= Work to be completed =
Below are the records; copy each line in which "every" occurs.

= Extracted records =
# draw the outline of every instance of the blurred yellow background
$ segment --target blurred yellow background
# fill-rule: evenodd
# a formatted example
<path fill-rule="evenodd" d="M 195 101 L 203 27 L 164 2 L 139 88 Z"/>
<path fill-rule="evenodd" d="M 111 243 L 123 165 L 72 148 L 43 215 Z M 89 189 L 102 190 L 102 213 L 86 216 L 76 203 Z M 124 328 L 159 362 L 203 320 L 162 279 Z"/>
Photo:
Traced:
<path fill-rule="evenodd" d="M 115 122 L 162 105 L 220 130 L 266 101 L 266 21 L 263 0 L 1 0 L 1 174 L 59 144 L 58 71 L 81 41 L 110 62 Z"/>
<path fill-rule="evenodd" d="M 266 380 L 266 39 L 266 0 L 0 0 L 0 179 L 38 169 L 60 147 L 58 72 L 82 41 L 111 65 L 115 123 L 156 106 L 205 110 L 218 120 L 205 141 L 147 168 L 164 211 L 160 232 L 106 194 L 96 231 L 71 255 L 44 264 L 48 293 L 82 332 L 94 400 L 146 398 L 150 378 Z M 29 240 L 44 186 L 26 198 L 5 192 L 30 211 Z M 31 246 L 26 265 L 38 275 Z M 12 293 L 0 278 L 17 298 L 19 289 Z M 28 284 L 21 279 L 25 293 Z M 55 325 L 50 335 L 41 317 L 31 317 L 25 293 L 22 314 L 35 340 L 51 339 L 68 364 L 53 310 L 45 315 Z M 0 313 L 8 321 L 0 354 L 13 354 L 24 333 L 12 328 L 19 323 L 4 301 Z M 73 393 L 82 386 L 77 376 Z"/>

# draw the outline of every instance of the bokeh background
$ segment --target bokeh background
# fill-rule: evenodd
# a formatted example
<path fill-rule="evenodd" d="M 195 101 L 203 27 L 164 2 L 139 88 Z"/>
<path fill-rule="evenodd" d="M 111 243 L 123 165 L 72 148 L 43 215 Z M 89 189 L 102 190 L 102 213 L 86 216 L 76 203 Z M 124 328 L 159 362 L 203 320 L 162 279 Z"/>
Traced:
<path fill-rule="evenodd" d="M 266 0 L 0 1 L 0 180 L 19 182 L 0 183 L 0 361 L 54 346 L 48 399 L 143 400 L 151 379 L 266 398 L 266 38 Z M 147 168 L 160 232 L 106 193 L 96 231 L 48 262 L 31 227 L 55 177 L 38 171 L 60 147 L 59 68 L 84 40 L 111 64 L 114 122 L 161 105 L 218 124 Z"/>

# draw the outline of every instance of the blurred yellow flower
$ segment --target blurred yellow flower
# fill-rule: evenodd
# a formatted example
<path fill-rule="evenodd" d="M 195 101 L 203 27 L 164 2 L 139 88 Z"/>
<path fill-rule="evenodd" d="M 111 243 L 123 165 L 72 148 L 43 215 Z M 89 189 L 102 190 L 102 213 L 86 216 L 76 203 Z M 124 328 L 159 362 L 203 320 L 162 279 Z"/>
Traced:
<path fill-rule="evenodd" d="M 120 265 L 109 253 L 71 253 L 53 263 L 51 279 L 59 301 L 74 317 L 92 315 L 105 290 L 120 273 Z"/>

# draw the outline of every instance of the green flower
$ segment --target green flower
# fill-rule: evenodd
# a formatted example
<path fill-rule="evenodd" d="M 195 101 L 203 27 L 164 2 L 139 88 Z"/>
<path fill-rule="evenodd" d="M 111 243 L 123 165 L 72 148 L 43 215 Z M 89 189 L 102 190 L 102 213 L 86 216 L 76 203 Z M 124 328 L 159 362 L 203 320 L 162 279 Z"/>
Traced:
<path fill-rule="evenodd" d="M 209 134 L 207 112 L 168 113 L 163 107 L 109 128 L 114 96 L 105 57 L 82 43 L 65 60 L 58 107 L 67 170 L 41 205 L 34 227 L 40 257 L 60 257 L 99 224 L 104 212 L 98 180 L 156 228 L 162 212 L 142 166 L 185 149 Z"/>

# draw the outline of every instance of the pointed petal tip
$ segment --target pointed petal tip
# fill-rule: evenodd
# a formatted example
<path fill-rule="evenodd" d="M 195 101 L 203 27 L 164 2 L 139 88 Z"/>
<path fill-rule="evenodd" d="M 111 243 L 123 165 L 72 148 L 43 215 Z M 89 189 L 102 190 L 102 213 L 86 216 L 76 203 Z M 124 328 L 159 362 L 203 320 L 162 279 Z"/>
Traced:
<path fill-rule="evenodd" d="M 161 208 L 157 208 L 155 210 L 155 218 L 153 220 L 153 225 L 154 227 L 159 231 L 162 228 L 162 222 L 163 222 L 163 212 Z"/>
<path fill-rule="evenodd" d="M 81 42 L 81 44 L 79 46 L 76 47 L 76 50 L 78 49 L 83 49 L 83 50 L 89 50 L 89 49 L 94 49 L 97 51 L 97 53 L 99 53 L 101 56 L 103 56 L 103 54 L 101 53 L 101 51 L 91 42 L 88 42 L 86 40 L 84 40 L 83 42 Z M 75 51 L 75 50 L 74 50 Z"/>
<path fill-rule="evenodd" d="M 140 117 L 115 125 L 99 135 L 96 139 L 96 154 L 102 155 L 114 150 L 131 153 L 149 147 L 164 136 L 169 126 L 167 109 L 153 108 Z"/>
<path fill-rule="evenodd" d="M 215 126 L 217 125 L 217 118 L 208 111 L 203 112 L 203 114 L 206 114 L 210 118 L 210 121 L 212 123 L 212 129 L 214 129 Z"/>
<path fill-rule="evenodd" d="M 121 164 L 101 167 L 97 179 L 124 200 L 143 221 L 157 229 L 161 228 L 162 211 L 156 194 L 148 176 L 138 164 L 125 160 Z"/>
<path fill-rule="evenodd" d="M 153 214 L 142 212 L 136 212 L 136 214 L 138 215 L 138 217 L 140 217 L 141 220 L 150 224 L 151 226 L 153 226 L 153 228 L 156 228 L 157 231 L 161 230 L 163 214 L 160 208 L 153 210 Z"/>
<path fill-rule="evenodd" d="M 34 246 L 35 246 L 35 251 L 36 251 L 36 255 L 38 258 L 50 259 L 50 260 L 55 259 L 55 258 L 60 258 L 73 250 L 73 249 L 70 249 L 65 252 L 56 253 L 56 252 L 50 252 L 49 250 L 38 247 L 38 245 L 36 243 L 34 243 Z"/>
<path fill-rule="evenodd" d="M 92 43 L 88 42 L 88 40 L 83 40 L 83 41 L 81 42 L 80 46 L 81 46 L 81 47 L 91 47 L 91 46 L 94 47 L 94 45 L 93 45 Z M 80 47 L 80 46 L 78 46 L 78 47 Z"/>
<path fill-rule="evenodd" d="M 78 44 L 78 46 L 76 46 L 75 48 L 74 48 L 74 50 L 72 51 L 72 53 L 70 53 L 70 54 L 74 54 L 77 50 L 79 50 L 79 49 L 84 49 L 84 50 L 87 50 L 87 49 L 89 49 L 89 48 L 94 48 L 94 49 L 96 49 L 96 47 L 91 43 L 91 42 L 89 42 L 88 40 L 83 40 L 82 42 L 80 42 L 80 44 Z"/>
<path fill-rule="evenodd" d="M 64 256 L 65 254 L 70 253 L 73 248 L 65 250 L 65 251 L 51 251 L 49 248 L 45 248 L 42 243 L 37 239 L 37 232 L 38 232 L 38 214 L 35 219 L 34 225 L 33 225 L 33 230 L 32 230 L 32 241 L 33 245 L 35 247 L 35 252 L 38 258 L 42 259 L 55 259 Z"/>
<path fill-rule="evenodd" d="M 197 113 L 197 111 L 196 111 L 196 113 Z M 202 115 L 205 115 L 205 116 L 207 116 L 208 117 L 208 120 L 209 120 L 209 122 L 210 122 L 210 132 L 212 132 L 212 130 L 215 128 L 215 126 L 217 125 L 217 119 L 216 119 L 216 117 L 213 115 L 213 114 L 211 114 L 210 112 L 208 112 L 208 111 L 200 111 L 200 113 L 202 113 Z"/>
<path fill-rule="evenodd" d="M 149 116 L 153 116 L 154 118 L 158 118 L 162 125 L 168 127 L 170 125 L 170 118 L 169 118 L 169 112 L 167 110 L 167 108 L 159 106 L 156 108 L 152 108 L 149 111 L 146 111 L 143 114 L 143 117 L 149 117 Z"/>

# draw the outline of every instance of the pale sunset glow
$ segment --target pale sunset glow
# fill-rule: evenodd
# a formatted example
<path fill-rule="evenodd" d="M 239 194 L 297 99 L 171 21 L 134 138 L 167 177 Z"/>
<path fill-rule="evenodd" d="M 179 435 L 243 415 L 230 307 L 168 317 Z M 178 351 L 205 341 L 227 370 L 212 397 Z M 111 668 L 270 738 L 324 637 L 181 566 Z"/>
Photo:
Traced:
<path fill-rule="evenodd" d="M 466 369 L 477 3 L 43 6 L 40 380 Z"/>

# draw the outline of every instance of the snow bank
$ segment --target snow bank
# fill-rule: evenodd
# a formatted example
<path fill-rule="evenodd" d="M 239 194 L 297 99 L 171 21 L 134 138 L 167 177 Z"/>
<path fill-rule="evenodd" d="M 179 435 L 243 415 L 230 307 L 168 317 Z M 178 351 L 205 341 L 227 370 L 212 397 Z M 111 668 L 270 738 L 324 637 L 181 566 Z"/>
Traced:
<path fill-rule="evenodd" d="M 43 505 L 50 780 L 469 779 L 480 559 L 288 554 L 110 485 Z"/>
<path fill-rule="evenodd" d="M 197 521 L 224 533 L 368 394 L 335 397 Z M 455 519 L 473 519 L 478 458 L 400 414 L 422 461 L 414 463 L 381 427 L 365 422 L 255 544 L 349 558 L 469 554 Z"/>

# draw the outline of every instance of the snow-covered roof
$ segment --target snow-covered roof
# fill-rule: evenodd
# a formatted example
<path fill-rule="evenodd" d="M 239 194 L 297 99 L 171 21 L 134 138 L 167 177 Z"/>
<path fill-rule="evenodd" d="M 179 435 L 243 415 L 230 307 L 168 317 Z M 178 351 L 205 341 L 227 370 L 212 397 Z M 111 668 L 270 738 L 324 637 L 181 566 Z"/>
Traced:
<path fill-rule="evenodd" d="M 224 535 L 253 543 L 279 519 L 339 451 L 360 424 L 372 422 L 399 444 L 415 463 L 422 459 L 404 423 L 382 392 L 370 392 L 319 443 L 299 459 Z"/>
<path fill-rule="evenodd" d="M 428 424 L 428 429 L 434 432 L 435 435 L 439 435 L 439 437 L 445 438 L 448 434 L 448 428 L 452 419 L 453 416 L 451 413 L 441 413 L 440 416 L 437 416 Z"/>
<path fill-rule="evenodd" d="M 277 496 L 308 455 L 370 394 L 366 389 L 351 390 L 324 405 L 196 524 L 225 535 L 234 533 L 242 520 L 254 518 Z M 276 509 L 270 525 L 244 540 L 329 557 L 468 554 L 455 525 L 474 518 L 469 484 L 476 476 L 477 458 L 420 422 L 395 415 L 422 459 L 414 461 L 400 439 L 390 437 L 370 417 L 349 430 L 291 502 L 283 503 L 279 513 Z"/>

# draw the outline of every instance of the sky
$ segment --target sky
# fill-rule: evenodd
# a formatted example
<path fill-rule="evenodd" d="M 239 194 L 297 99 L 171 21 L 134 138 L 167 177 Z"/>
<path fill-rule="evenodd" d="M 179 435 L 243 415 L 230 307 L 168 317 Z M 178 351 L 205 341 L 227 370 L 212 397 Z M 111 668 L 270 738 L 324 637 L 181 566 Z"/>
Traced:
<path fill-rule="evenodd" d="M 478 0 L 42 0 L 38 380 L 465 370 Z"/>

= Output of the exercise =
# draw the outline of every instance of the blurred yellow background
# draw the outline of every instance of the bokeh background
# draw the outline of every instance of the blurred yellow flower
# draw the outline of every instance of the green flower
# draw the outline of every instance of the pointed petal tip
# draw the outline of every instance of the pale sunset glow
# draw the outline of every instance of the snow bank
# draw the outline of every instance of the snow-covered roof
# draw the outline of every instance of the sky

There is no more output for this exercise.